▸ **Work to do**: Give the material again in full, matching it exactly.

▸ **The records**:
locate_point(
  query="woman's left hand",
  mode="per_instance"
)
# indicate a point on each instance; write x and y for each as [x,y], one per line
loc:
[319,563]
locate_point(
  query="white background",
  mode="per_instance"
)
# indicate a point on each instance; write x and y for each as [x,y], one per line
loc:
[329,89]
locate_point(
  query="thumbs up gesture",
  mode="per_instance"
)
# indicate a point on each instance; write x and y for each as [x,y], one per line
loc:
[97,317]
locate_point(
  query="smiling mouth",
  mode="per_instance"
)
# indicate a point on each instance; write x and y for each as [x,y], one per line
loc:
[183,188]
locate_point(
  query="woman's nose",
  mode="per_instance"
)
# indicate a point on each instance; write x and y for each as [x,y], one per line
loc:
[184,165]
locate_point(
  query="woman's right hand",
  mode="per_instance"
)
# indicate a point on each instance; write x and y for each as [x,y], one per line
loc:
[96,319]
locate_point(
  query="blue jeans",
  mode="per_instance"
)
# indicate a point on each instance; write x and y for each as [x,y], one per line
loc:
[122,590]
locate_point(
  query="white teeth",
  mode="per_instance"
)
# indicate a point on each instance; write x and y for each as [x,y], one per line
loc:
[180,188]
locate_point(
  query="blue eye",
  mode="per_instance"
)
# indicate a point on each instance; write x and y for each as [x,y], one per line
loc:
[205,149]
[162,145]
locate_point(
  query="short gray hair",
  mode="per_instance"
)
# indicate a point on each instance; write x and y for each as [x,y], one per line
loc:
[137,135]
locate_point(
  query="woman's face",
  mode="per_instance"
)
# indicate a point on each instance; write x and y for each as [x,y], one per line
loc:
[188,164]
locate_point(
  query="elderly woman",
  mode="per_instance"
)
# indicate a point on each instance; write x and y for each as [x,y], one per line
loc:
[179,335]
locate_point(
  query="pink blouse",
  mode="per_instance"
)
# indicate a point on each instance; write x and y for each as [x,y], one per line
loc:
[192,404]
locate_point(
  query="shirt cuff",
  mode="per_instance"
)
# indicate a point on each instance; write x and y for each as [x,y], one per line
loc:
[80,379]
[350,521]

▸ **Exercise response**:
locate_point(
  query="woman's left hand",
  mode="per_instance"
)
# indicate a point on each instance; write x and y for each as [x,y], one per line
loc:
[319,563]
locate_point(
  query="white background",
  mode="per_instance"
)
# indicate a point on each instance; write x and y for each as [x,y], one per line
loc:
[329,89]
locate_point(
  query="thumbs up gesture",
  mode="per_instance"
)
# indicate a point on each instance; write x and y for each as [x,y], one per line
loc:
[97,317]
locate_point(
  query="smiling mouth",
  mode="per_instance"
)
# indicate a point on each instance; write x and y for each as [x,y], one per line
loc:
[183,188]
locate_point(
  query="woman's nose",
  mode="per_instance"
)
# indicate a point on each instance; write x and y for each as [x,y], one per line
loc:
[184,165]
locate_point(
  query="woman's right hand",
  mode="per_instance"
)
# indicate a point on each instance; write x and y for each as [x,y], one per line
loc:
[96,319]
locate_point(
  query="blue jeans",
  mode="per_instance"
)
# indicate a point on each instance; write x and y for each as [x,y], one per line
loc:
[122,590]
locate_point(
  query="white teeth",
  mode="per_instance"
)
# indicate a point on each instance; write x and y for each as [x,y], one per line
loc:
[180,188]
locate_point(
  query="blue eye",
  mode="per_instance"
)
# indicate a point on each instance; write x and y for each as [x,y], one per line
loc:
[205,149]
[162,145]
locate_point(
  query="short gray hair",
  mode="per_instance"
)
# indicate a point on each instance; write x and y for each as [x,y], one per line
loc:
[137,135]
locate_point(
  query="woman's face",
  mode="per_instance"
)
# indicate a point on each instance; write x and y for each as [x,y], one per line
loc:
[188,164]
locate_point(
  query="elderly woman",
  mode="per_instance"
)
# indicate a point on each instance; write x and y for each as [x,y], one per line
loc:
[179,335]
locate_point(
  query="pink blouse",
  mode="per_instance"
)
# indicate a point on each instance; write x and y for each as [x,y], one per line
loc:
[192,404]
locate_point(
  query="shirt cuff",
  mode="per_instance"
)
# indicate a point on each instance; write x and y for each as [x,y], one per line
loc:
[80,379]
[350,521]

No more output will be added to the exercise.